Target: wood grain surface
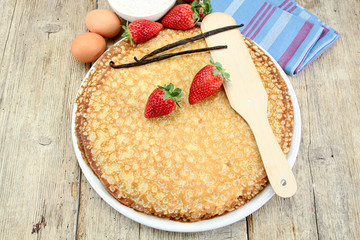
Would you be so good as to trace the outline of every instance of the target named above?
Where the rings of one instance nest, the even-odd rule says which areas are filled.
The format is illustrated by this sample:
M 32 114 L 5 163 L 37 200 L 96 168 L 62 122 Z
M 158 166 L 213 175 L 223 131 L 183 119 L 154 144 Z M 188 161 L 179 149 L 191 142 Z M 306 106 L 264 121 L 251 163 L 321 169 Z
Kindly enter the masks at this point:
M 360 2 L 298 2 L 341 34 L 290 78 L 302 115 L 298 192 L 190 234 L 124 217 L 78 166 L 71 113 L 90 64 L 74 60 L 70 44 L 107 1 L 1 1 L 0 239 L 360 239 Z

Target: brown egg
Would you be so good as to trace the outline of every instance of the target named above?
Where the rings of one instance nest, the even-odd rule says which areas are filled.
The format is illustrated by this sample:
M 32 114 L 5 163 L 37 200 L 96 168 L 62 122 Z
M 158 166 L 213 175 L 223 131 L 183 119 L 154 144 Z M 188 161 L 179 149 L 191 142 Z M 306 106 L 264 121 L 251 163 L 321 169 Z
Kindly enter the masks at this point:
M 71 43 L 71 54 L 84 63 L 94 62 L 106 49 L 105 39 L 97 33 L 78 35 Z
M 119 34 L 121 22 L 116 13 L 107 9 L 95 9 L 86 15 L 87 28 L 105 38 L 112 38 Z

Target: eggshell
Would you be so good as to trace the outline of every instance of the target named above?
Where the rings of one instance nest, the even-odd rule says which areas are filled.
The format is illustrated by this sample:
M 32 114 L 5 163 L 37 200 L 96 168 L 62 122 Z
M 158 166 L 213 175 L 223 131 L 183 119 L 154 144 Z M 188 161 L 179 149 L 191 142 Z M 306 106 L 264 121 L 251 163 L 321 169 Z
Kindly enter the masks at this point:
M 116 13 L 107 9 L 95 9 L 86 15 L 87 28 L 105 38 L 112 38 L 119 34 L 121 21 Z
M 71 43 L 71 54 L 80 62 L 89 63 L 98 59 L 106 49 L 105 39 L 97 33 L 78 35 Z

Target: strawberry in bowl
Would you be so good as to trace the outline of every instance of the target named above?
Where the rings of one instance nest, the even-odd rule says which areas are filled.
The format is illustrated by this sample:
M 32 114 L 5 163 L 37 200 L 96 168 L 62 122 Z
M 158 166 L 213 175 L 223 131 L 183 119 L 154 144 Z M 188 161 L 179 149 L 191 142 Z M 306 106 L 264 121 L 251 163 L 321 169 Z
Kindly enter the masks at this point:
M 171 9 L 161 23 L 171 29 L 193 28 L 207 14 L 211 13 L 210 0 L 195 0 L 190 4 L 179 4 Z

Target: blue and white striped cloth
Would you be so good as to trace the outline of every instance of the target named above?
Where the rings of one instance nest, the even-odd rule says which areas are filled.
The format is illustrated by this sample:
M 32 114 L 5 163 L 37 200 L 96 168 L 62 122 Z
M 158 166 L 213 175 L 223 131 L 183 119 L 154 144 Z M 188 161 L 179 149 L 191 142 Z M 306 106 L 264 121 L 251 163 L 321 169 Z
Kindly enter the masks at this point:
M 339 34 L 294 0 L 212 0 L 245 26 L 241 33 L 267 50 L 287 74 L 296 75 L 330 47 Z

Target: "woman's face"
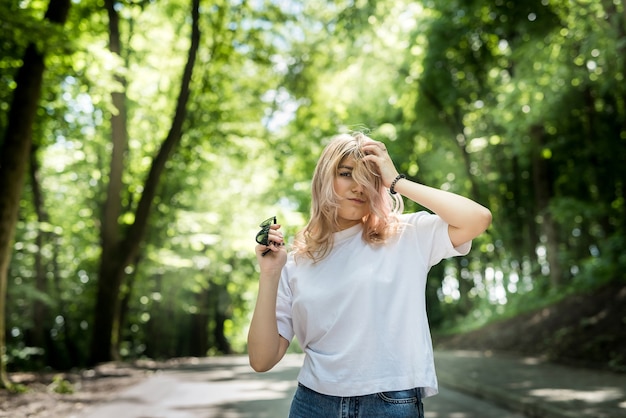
_ _ _
Problem description:
Give every line above again exactly, omitting whatever pictures appear.

Written solution:
Target: wood grain surface
Would you be so good as to trace the outline of every instance of the target named above?
Where the rings of one instance nest, the even-odd rule says which areas are filled.
The format is illustrated by this sample:
M 32 114 L 5 163 L 37 200 L 96 168 L 62 122 Z
M 158 166 L 213 175 L 223 131 L 183 119 L 154 144 Z M 188 161 L 179 149 L 191 142 Z M 306 106 L 264 121 L 251 163 L 321 169 Z
Kindly enter the masks at this point:
M 360 2 L 298 2 L 341 34 L 290 78 L 302 115 L 298 192 L 190 234 L 124 217 L 78 166 L 71 113 L 90 64 L 74 60 L 70 44 L 107 1 L 1 1 L 0 239 L 360 239 Z

Target: brown egg
Would you be so good as to trace the outline of every instance of the target named above?
Where the rings of one instance nest, the even-odd rule says which areas are filled.
The format is illustrated by this sample:
M 32 114 L 5 163 L 37 200 L 96 168 L 62 122 Z
M 158 166 L 213 175 L 223 131 L 183 119 L 154 144 Z M 188 161 L 179 149 L 191 142 Z M 306 106 L 264 121 L 251 163 L 321 169 Z
Kindly enter the masks at this point:
M 71 43 L 71 54 L 84 63 L 94 62 L 106 49 L 105 39 L 97 33 L 78 35 Z
M 119 34 L 121 22 L 116 13 L 107 9 L 95 9 L 86 15 L 87 28 L 105 38 L 112 38 Z

Target: eggshell
Would you be so good as to trace the outline of every instance of the target named above?
Where the rings of one instance nest, the even-odd rule says which areas are filled.
The format is illustrated by this sample:
M 32 114 L 5 163 L 37 200 L 96 168 L 62 122 Z
M 158 166 L 213 175 L 223 131 L 183 119 L 154 144 Z M 188 161 L 179 149 L 191 142 Z M 306 106 L 264 121 L 251 163 L 321 169 Z
Kindly enter the masks at this point:
M 116 13 L 107 9 L 95 9 L 86 15 L 87 28 L 105 38 L 112 38 L 119 34 L 121 21 Z
M 71 43 L 71 54 L 80 62 L 89 63 L 98 59 L 106 49 L 105 39 L 97 33 L 78 35 Z

Target: strawberry in bowl
Would you be so good as to trace the outline of every instance of the target named above?
Where the rings of one instance nest, the even-odd rule says which areas are filled.
The format is illustrated by this sample:
M 32 114 L 5 163 L 37 200 L 96 168 L 62 122 Z
M 158 166 L 213 175 L 223 131 L 183 119 L 154 144 Z M 188 161 L 179 149 L 191 142 Z M 306 106 L 264 121 L 251 163 L 321 169 Z
Kindly enter the masks at this point:
M 171 9 L 161 23 L 171 29 L 193 28 L 207 14 L 211 13 L 210 0 L 195 0 L 190 4 L 179 4 Z

Target: blue and white striped cloth
Would you be so good as to trace the outline of every instance of the target named above?
Where the rings of one instance nest, the even-odd rule says which areas are filled.
The format is illustrated by this sample:
M 32 114 L 5 163 L 37 200 L 96 168 L 62 122 Z
M 158 166 L 213 175 L 223 131 L 183 119 L 154 144 Z M 188 161 L 179 149 L 191 142 Z M 306 106 L 264 121 L 251 163 L 321 169 Z
Kindly enter the masks at this point:
M 339 34 L 294 0 L 212 0 L 245 26 L 241 33 L 267 50 L 287 74 L 296 75 L 330 47 Z

Target: "woman's face"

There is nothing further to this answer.